* _MATERIAL PROVIDED_:
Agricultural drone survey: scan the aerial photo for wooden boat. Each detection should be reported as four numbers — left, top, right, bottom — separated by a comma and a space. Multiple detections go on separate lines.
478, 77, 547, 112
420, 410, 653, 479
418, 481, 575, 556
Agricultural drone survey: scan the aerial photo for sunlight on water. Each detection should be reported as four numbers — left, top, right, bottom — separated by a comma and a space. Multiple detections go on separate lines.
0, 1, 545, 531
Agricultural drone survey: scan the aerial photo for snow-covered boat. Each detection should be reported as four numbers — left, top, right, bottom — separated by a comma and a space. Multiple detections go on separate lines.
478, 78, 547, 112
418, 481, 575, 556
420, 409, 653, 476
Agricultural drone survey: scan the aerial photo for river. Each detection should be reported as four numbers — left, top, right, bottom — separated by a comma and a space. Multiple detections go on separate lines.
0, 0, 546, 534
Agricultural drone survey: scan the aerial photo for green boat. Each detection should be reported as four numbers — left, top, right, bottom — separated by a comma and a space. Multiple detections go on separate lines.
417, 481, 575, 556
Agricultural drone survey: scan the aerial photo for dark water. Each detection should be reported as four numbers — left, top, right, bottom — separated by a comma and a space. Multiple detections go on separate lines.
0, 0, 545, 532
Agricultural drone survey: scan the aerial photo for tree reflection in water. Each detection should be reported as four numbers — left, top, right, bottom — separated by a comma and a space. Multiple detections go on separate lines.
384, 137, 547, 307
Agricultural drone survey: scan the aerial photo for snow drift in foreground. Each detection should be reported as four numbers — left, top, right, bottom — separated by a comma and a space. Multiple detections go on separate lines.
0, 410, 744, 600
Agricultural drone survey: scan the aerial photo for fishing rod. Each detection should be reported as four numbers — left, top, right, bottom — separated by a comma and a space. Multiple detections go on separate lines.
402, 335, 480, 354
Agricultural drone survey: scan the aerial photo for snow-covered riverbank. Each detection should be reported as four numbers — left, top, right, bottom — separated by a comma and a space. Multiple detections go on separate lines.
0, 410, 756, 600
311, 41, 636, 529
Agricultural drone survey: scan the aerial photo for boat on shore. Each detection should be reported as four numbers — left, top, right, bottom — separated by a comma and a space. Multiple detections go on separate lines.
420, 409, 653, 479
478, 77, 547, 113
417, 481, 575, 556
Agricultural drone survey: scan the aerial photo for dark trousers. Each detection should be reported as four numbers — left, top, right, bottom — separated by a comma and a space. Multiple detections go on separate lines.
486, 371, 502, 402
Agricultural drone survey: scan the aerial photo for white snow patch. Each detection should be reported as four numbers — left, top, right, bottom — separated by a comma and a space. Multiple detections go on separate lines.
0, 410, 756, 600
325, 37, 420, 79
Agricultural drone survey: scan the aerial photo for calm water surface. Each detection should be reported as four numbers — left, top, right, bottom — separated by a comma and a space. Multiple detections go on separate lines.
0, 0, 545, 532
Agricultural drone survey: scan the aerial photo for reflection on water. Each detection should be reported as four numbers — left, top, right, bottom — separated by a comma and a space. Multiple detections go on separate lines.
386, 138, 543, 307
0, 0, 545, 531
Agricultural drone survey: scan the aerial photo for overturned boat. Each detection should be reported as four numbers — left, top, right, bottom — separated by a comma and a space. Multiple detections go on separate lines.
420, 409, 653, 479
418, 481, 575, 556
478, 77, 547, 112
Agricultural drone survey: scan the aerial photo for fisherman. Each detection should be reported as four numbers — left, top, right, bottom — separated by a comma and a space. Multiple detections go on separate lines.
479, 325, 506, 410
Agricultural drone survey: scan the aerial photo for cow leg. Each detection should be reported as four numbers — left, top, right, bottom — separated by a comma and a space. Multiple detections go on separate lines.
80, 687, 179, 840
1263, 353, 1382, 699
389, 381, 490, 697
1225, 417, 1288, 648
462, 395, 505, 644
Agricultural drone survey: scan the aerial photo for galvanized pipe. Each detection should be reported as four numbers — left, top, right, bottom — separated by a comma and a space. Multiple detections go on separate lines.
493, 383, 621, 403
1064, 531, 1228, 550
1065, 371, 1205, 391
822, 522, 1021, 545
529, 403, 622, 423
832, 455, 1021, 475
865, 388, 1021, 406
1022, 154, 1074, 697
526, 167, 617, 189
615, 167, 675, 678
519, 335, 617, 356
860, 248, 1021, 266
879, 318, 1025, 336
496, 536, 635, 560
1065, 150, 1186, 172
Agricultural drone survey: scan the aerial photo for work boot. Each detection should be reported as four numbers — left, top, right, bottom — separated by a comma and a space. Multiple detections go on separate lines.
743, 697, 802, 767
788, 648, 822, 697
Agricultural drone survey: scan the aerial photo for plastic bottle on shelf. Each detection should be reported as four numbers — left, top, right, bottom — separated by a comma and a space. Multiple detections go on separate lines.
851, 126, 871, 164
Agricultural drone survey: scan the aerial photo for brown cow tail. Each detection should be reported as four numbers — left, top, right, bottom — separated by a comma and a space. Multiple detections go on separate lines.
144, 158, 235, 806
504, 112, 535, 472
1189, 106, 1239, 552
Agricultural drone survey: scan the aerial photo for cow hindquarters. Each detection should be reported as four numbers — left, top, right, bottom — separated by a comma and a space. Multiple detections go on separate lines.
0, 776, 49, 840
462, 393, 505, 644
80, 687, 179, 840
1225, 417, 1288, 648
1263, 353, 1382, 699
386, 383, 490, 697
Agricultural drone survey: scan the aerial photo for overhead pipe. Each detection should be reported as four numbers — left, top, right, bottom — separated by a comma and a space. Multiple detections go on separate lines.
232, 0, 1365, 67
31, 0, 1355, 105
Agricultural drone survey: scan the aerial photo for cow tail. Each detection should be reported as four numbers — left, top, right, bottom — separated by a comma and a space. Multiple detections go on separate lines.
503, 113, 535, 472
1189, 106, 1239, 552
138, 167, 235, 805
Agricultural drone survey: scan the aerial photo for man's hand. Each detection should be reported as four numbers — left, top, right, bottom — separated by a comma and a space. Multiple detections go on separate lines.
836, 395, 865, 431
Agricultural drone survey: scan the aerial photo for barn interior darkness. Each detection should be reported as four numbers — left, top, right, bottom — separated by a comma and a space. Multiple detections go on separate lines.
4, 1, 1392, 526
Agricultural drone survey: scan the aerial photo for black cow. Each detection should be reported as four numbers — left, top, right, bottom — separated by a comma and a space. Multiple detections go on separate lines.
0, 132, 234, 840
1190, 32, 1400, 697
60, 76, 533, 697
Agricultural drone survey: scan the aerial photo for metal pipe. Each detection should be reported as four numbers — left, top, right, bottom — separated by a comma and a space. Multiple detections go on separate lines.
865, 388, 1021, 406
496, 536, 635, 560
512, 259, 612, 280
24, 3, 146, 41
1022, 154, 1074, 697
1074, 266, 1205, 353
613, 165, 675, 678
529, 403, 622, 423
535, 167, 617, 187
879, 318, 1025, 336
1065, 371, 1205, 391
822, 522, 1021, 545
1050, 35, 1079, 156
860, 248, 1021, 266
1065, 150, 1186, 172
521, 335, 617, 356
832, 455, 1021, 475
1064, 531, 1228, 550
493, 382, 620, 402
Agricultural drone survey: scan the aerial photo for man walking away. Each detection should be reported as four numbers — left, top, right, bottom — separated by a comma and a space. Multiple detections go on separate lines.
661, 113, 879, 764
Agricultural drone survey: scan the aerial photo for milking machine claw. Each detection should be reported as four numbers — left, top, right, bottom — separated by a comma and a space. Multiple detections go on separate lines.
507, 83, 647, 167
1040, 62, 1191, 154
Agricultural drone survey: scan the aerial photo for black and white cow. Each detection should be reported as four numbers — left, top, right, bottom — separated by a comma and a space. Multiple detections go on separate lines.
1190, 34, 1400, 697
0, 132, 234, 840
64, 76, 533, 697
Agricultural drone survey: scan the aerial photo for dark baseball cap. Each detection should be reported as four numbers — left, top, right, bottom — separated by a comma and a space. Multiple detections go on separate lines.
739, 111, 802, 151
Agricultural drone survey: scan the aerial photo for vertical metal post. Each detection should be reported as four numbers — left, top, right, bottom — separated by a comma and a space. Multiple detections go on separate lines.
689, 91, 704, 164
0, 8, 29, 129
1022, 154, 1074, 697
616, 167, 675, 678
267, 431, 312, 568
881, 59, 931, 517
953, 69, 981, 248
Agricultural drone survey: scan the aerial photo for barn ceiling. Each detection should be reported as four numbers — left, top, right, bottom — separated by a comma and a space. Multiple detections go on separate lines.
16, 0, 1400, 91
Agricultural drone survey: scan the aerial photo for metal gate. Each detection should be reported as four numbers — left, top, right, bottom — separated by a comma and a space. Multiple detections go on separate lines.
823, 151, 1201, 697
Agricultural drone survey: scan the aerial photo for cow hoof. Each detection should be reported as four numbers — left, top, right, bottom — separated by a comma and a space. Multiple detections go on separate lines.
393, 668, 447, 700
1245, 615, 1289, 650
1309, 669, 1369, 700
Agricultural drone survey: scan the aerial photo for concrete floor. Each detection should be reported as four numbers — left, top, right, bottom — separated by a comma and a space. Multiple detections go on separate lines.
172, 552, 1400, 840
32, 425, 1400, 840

* _PROBLEM_: Copy the data above word for word, starting at the line that contains "Agricultural drone survey: scan the aerial photo for black cow." and stopping after the line that contains "739, 111, 802, 151". Include both of those lines.

* _RESULT OF THE EXERCISE_:
Agricultural drone survey: scan the aerial photo for black cow. Each detection should be reported as four numbers — left, top, right, bottom — separated by a comma and a space. Multiple detections go on separate lines.
0, 132, 234, 840
1190, 32, 1400, 697
60, 76, 533, 697
Agricultural drone survey: scan the aerial photo for metal pipe. Each detection should be reported as four numbers — left, top, right, bottom — separated by a comma and a space. Multiple detections go on separate lines.
865, 388, 1021, 406
496, 536, 635, 560
512, 259, 612, 280
24, 3, 146, 41
1022, 154, 1074, 697
1074, 266, 1205, 353
613, 165, 675, 678
529, 403, 622, 423
535, 167, 617, 187
879, 318, 1025, 336
1065, 371, 1205, 391
822, 522, 1021, 545
1050, 35, 1079, 156
860, 248, 1021, 266
1065, 150, 1186, 172
521, 335, 617, 356
832, 455, 1021, 475
1064, 531, 1228, 550
493, 382, 620, 402
Agricultural drone survey: scan the aerial photo for man walking away. Each detection should be reported as four numbers — left, top, right, bottom — separated by a comma and a space. Multiple detections go on separate lines.
661, 113, 879, 764
Agricultural drone survey: scan the aerial photo for milking machine claw. Each detection should be reported as four numbers — left, top, right, bottom — separated by a comma and a space. Multiple detections go on separate lines.
507, 83, 647, 167
1040, 62, 1191, 154
Agricultural drone survey: scan the aerial photo for black and white cow. Each detection should be reported as four numbers — left, top, right, bottom — separated by a comma and a space. Multiple detections go on separate lines.
1190, 34, 1400, 697
0, 132, 234, 840
64, 76, 533, 697
Agricultural drone survey: scan the aerial photo for dark baseball cap. Each detection should be reported as four numbers — left, top, right, bottom — separated by a comma and a space. Multiple detections go on separate lines.
739, 111, 802, 151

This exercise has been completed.